Continue the article on rational varieties, picking up after its last sentence.

▸ Reading passage:
******************************
= Rational variety =

Algebraic variety

In mathematics, a rational variety is an algebraic variety, over a given field K, which is birationally equivalent to a projective space of some dimension over K. This means that its function field is isomorphic to
$K(U_1, \dots , U_d),$
the field of all rational functions for some set $\{U_1, \dots, U_d\}$ of indeterminates, where d is the dimension of the variety.

==Rationality and parameterization==

Let V be an affine algebraic variety of dimension d defined by a prime ideal I = ⟨f_{1}, ..., f_{k}⟩ in $K[X_1, \dots , X_n]$. If V is rational, then there are n + 1 polynomials g_{0}, ..., g_{n} in $K(U_1, \dots , U_d)$ such that $f_i(g_1/g_0, \ldots, g_n/g_0)=0.$ In other words, we have a rational parameterization $x_i=\frac{g_i}{g_0}(u_1,\ldots,u_d)$ of the variety.

Conversely, such a rational parameterization induces a field homomorphism of the field of functions of V into $K(U_1, \dots , U_d)$. But this homomorphism is not necessarily onto. If such a parameterization exists, the variety is said to be unirational. Lüroth's theorem (see below) implies that unirational curves are rational. Castelnuovo's theorem implies also that, in characteristic zero, every unirational surface is rational.

==Rationality questions==
A rationality question asks whether a given field extension is rational, in the sense of being (up to isomorphism) the function field of a rational variety; such field extensions are also described as purely transcendental. More precisely, the rationality question for the field extension $K \subset L$ is this: is $L$ isomorphic to a rational function field over $K$ in the number of indeterminates given by the transcendence degree?

There are several different variations of this question, arising from the way in which the fields $K$ and $L$ are constructed.

For example, let $K$ be a field, and let

$\{y_1, \dots, y_n \}$

be indeterminates over K and let L be the field generated over K by them. Consider a finite group $G$ permuting those indeterminates over K. By standard Galois theory, the set of fixed points of this group action is a subfield of $L$, typically denoted $L^G$. The rationality question for $K \subset L^G$ is called Noether's problem and asks if this field of fixed points is or is not a purely transcendental extension of K.
In the paper (Noether 1918) on Galois theory she studied the problem of parameterizing the equations with given Galois group, which she reduced to "Noether's problem". (She first mentioned this problem in (Noether 1913) where she attributed the problem to E. Fischer.) She showed this was true for n = 2, 3, or 4. Swan (1969) found a counter-example to the Noether's problem, with n = 47 and G a cyclic group of order 47.

==Lüroth's theorem==

A celebrated case is Lüroth's problem, which Jacob Lüroth solved in the nineteenth century. Lüroth's problem concerns subextensions L of K(X), the rational functions in the single indeterminate X. Any such field is either equal to K or is also rational, i.e. L = K(F) for some rational function F. In geometrical terms this states that a non-constant rational map from the projective line to a curve C can only occur when C also has genus 0. That fact can be read off geometrically from the Riemann–Hurwitz formula.
******************************
▸ Location identification items:
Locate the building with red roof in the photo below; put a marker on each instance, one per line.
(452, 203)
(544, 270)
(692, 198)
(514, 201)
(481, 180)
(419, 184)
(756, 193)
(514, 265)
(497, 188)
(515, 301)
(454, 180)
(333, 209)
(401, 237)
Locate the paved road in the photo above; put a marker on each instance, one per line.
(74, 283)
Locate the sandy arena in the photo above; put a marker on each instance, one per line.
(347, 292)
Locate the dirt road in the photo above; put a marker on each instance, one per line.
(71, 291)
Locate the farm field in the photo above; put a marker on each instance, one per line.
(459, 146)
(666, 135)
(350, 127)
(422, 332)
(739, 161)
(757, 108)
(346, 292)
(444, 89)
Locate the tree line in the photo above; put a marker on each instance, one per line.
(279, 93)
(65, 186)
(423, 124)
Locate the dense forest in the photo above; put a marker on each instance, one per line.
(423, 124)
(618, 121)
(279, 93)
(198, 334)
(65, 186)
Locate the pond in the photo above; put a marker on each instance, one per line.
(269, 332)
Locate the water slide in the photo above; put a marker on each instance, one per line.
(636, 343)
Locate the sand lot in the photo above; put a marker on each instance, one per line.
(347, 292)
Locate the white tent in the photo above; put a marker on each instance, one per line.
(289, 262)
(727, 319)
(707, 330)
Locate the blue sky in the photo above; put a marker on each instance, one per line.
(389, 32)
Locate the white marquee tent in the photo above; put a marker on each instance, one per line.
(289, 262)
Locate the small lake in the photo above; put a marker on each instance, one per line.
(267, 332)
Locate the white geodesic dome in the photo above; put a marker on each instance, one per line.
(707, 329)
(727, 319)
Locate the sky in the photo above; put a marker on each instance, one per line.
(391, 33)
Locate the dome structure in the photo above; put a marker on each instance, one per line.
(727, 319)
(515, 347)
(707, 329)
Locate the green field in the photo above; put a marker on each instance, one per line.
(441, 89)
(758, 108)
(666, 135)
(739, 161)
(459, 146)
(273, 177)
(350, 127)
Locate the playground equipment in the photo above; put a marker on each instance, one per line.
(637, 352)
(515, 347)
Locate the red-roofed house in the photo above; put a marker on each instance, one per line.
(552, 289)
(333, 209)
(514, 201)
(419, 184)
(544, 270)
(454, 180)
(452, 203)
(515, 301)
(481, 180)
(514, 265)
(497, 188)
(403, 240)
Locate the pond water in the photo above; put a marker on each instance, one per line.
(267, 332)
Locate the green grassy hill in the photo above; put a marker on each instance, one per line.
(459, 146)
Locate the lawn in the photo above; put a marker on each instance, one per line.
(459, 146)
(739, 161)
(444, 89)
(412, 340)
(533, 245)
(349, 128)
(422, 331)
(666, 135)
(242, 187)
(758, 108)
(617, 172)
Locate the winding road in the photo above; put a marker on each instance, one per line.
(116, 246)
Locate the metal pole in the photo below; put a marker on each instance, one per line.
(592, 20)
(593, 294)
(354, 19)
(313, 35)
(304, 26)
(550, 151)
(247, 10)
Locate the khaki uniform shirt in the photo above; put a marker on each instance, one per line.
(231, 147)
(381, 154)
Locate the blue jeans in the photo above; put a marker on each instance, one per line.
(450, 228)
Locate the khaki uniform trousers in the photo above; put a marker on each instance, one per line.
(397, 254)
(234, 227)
******************************
▸ Answer to this problem:
==Unirationality==

A unirational variety V over a field K is one dominated by a rational variety, so that its function field K(V) lies in a pure transcendental field of finite type (which can be chosen to be of finite degree over K(V) if K is infinite). The solution of Lüroth's problem shows that for algebraic curves, rational and unirational are the same, and Castelnuovo's theorem implies that for complex surfaces unirational implies rational, because both are characterized by the vanishing of both the arithmetic genus and the second plurigenus. Zariski found some examples (Zariski surfaces) in characteristic p > 0 that are unirational but not rational. Clemens & Griffiths (1972) showed that a cubic three-fold is in general not a rational variety, providing an example for three dimensions that unirationality does not imply rationality. Their work used an intermediate Jacobian.
Iskovskih & Manin (1971) showed that all non-singular quartic threefolds are irrational, though some of them are unirational. Artin & Mumford (1972) found some unirational 3-folds with non-trivial torsion in their third cohomology group, which implies that they are not rational.

For any field K, János Kollár proved in 2000 that a smooth cubic hypersurface of dimension at least 2 is unirational if it has a point defined over K. This is an improvement of many classical results, beginning with the case of cubic surfaces (which are rational varieties over an algebraic closure). Other examples of varieties that are shown to be unirational are many cases of the moduli space of curves.

==Rationally connected variety ==
A rationally connected variety V is a projective algebraic variety over an algebraically closed field such that through every two points there passes the image of a regular map from the projective line into V. Equivalently, a variety is rationally connected if every two points are connected by a rational curve contained in the variety.

This definition differs from that of path connectedness only by the nature of the path, but is very different, as the only algebraic curves which are rationally connected are the rational ones.

Every rational variety, including the projective spaces, is rationally connected, but the converse is false. The class of the rationally connected varieties is thus a generalization of the class of the rational varieties. Unirational varieties are rationally connected, but it is not known if the converse holds.

==Stably rational varieties==

A variety V is called stably rational if $V \times \mathbf P^m$ is rational for some $m \ge 0$. Any rational variety is thus, by definition, stably rational. Examples constructed by Beauville, Colliot-Thélène, Sansuc & Swinnerton-Dyer (1985) show, that the converse is false however.

Schreieder (2019) showed that very general hypersurfaces $V \subset \mathbf P^{N+1}$ are not stably rational, provided that the degree of V is at least $\log_2 N+2$.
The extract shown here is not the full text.